Provided information:
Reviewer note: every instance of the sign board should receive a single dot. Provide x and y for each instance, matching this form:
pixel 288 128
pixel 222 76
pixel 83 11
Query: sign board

What you are asked to do: Nothing in the material above may be skipped, so reproduce it all exactly.

Task answer:
Reviewer note: every instance of the sign board should receive a single dot. Provide x and y for each instance, matching this form:
pixel 288 128
pixel 222 76
pixel 83 11
Query: sign board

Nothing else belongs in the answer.